:: Problems and tasks ::
1. List every calendar month named in the cycling interview.
2. Retype the passage of the cycling interview that starts at the words "Right before the" and stops after the words "did it feel?".

:: Exercise passage ::
☆ ☆ ☆ ☆ ☆

Amazing! I really felt ready to take my cycling to the next level and was so eager to see how I would do at the big races. I was thrilled to be able to learn from more skilled riders and have a whole new experience. It was something I had been wanting, so I was very excited going into the season.
It obviously hasn’t been quite the season you had expected though.
Hah no, not at all. Actually, it got off to a tough start for me. I broke my knee at a team camp in December and realized I was going to be missing most of the season. I was, of course, totally gutted. I just had to make myself accept it though. I was totally off the bike for three months and finally got back on with my team at a training camp in March. I had a lot of support, and our team and physio staff were amazing, ensuring I was taking it slow, being safe and feeling good. So, I had just started riding again just in March.
Right before the lockdown. What a drag – how did you manage?
Honestly, it wasn’t too bad. I was with my family and training wise – I started focusing on Zwift. It was great to have goals and events to motivate me. I did really well at the Tour for All in May and that gave me the extra confidence I needed to push myself to train harder for the Virtual Tour de France.
Yes – congrats again! It’s a huge breakout performance for you. Taking the victory ahead of the likes of world time trial champions like Chloe Dygert and Chantal Van den Broek-Blaak must have been pretty crazy. How did it feel?
I was kind of in shock at first. Obviously, it was a great experience and really, really exciting. I went into the first stage hoping to get into the top 10, so when I won – well yeah, I couldn’t really believe it. I had my brother there helping me, my DS on the headphones, and my family watching in the background. We all started yelling, it was pretty surreal. I had a nice dinner with my family after to celebrate, but we really couldn’t stop talking about it. Like “wait, what actually just happened?!” Since then, it has been very overwhelming and heartening to get all the messages and calls. I’ve had to learn to adjust to the influx of attention really quickly.
It must be a lot to take in. It’s so nice that your family can be there with you though, one of the perks of virtual events! How is virtual racing different for you?
Really, I just think of it as another independent discipline. In being a well-rounded rider, I want to excel in virtual racing too. You have to understand the different aspects involved and play to your strengths. Virtually, it’s much easier for me to stay with the lighter riders on the climbs, giving me the chance to best them in the sprint finish. And in terms of the organization of virtual events, it’s been amazing to see women get equal coverage and stages. It has been a great opportunity and I’m so proud of my team and what we’ve accomplished.
Definitely. It will be interesting to see how the role of virtual racing evolves. As a young rider who is just starting her career, what do you think are the biggest issues we should be talking about in professional women’s cycling?

☆ ☆ ☆ ☆ ☆

:: Dataset records ::
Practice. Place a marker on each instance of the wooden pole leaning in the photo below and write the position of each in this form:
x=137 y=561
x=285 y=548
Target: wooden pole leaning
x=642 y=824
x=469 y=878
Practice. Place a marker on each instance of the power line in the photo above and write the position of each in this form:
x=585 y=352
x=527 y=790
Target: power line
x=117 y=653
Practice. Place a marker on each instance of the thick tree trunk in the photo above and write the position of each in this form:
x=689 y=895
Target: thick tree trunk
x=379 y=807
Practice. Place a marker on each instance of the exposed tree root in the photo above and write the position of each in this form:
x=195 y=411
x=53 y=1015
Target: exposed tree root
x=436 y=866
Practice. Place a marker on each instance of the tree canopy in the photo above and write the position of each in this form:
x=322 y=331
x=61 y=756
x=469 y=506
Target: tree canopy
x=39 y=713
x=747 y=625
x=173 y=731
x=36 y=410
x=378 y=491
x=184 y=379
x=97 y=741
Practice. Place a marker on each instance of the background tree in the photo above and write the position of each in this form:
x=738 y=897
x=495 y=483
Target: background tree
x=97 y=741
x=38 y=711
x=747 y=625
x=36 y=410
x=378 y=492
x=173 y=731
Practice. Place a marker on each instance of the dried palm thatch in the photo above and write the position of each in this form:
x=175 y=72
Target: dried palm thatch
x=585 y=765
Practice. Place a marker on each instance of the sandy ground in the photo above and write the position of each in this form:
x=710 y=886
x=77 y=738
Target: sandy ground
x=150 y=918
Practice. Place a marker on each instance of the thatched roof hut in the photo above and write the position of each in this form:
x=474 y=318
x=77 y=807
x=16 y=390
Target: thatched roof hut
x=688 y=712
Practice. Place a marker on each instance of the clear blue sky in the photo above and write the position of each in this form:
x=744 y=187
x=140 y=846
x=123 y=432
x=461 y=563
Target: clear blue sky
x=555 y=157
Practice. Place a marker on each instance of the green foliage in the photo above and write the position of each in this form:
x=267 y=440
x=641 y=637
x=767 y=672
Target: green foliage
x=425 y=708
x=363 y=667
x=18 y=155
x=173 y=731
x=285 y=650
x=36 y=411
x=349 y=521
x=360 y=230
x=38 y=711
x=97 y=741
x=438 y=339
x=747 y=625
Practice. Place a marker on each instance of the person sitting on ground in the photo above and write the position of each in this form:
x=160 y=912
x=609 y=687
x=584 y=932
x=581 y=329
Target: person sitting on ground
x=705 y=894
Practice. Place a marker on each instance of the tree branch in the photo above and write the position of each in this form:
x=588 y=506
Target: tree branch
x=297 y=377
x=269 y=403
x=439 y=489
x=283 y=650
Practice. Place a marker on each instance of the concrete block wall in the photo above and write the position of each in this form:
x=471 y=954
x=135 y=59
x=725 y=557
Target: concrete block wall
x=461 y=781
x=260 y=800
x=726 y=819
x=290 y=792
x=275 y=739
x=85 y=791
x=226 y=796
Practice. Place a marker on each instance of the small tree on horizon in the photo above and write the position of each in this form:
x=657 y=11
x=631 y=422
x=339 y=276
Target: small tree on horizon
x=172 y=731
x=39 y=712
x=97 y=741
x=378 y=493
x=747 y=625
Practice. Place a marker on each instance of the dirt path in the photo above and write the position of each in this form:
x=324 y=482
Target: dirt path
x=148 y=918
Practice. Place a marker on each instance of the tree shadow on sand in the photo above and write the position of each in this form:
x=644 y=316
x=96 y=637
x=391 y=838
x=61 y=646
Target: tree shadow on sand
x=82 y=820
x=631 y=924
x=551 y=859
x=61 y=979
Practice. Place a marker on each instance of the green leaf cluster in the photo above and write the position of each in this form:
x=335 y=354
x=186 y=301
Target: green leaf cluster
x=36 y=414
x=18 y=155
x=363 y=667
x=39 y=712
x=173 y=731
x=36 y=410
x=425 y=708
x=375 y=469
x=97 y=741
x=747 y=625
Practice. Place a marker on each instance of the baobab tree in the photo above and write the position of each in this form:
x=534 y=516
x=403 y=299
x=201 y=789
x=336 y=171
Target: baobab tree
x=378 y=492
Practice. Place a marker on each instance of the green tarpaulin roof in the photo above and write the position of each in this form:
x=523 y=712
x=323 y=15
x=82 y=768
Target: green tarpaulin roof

☆ ☆ ☆ ☆ ☆

:: Solved problems ::
1. December, March, May

2.
Right before the lockdown. What a drag – how did you manage?
Honestly, it wasn’t too bad. I was with my family and training wise – I started focusing on Zwift. It was great to have goals and events to motivate me. I did really well at the Tour for All in May and that gave me the extra confidence I needed to push myself to train harder for the Virtual Tour de France.
Yes – congrats again! It’s a huge breakout performance for you. Taking the victory ahead of the likes of world time trial champions like Chloe Dygert and Chantal Van den Broek-Blaak must have been pretty crazy. How did it feel?